> [RECORDS FOR THE TASK]:

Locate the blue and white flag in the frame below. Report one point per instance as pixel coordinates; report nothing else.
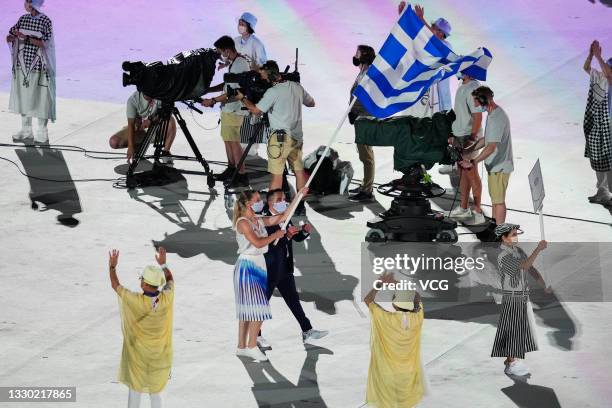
(409, 62)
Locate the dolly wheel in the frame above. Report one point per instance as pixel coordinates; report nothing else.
(375, 235)
(210, 180)
(447, 236)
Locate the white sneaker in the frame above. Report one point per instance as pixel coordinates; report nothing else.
(256, 354)
(42, 136)
(446, 169)
(478, 219)
(517, 367)
(263, 343)
(461, 213)
(312, 335)
(23, 134)
(601, 197)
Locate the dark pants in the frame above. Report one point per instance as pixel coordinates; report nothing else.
(287, 289)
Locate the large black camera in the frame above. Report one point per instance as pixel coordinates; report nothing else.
(252, 85)
(186, 76)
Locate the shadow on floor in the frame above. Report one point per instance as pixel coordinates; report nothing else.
(526, 395)
(49, 164)
(272, 389)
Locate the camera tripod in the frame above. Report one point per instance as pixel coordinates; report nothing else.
(157, 133)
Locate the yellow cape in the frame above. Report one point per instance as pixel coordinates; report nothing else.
(146, 357)
(395, 377)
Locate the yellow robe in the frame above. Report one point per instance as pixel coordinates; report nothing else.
(146, 357)
(395, 377)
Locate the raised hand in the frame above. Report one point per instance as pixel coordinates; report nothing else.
(542, 245)
(401, 7)
(113, 258)
(160, 255)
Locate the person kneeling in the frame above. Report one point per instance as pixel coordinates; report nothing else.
(141, 110)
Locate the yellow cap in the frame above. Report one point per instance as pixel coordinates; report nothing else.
(404, 299)
(153, 275)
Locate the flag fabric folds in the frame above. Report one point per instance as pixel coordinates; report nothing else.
(408, 63)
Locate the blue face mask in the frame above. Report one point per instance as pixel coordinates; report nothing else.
(280, 207)
(257, 206)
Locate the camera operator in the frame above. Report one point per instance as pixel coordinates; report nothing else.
(232, 114)
(283, 103)
(497, 152)
(140, 111)
(248, 44)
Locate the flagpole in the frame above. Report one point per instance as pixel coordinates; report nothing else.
(311, 177)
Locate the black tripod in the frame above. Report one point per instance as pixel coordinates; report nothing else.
(157, 133)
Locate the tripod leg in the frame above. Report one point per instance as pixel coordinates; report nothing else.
(142, 149)
(243, 158)
(194, 147)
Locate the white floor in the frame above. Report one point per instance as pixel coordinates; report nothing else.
(59, 321)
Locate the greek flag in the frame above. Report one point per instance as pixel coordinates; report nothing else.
(409, 62)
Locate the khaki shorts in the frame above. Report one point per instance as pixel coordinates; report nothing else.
(498, 184)
(121, 135)
(230, 126)
(278, 155)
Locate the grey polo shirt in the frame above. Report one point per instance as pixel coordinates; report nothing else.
(283, 103)
(498, 131)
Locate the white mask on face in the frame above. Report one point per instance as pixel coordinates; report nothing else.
(257, 206)
(280, 207)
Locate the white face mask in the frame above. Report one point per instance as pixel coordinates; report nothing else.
(280, 207)
(257, 206)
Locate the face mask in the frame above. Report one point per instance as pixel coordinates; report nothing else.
(280, 206)
(257, 206)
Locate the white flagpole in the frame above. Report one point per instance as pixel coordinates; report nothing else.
(541, 214)
(331, 141)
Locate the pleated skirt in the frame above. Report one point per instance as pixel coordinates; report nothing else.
(514, 336)
(250, 288)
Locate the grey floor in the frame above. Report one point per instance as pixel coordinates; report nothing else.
(59, 322)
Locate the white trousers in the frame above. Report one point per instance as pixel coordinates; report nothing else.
(134, 399)
(604, 182)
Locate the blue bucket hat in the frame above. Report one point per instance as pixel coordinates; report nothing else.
(443, 25)
(37, 4)
(249, 18)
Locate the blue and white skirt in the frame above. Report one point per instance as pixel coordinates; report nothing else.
(250, 287)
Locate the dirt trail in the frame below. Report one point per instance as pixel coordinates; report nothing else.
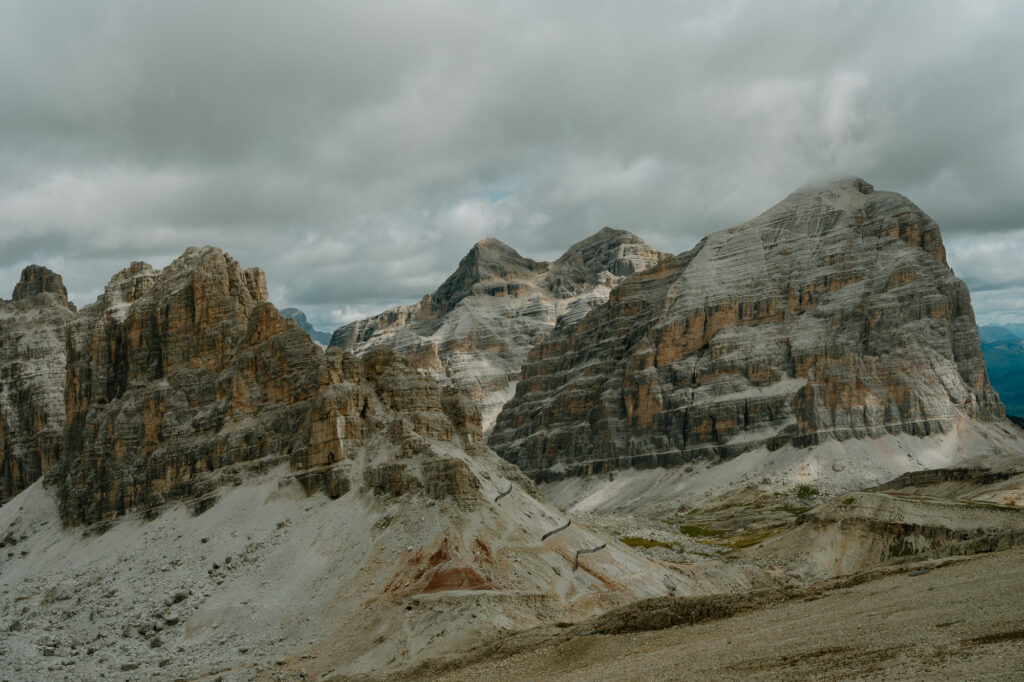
(961, 620)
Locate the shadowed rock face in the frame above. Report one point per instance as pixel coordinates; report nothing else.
(175, 376)
(299, 316)
(476, 329)
(32, 377)
(38, 280)
(833, 315)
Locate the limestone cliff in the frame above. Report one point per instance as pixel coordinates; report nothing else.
(175, 375)
(32, 378)
(357, 487)
(833, 315)
(475, 331)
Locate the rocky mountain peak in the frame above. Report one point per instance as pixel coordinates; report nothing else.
(609, 251)
(32, 376)
(832, 315)
(39, 280)
(488, 261)
(476, 330)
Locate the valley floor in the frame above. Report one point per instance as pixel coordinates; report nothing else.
(962, 620)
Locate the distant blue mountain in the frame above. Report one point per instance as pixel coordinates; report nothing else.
(1004, 349)
(996, 333)
(323, 338)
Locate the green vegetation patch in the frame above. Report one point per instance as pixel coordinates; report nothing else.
(756, 538)
(699, 531)
(806, 493)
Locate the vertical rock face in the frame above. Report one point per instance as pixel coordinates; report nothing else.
(323, 338)
(476, 329)
(32, 377)
(833, 315)
(175, 376)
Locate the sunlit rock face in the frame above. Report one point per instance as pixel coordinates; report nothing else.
(175, 376)
(475, 331)
(833, 315)
(32, 378)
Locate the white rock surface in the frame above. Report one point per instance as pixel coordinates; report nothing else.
(476, 330)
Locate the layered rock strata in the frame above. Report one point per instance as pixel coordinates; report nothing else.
(175, 375)
(833, 315)
(475, 331)
(32, 378)
(358, 487)
(323, 338)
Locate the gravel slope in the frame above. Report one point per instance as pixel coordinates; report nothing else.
(960, 621)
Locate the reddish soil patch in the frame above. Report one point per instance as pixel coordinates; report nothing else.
(457, 579)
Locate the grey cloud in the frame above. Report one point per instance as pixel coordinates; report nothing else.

> [WHAT TO PRODUCE]: Only the lines from the one containing "Locate the white rock" to the end of the listing belong in the output, each reproduced exactly.

> [RESULT BELOW]:
Locate the white rock surface in the frame above. Report one point per instance as pixel coordinates; report nothing else.
(476, 330)
Locate the layered rock strata in the frame above. Report one point per instance as pixel coordinates; report nothing else.
(175, 375)
(833, 315)
(475, 331)
(32, 378)
(358, 487)
(323, 338)
Locate the gravel slope in the frame above. Report one point per instance as pixel coordinates; report nothing else.
(960, 621)
Locate the reddish soil patch in the frame above. Report one point per instance as pixel coordinates; report nothing else.
(457, 579)
Locate the grey cloud in the frame above. Report one point per instance as pixel coordinates; report nothing else.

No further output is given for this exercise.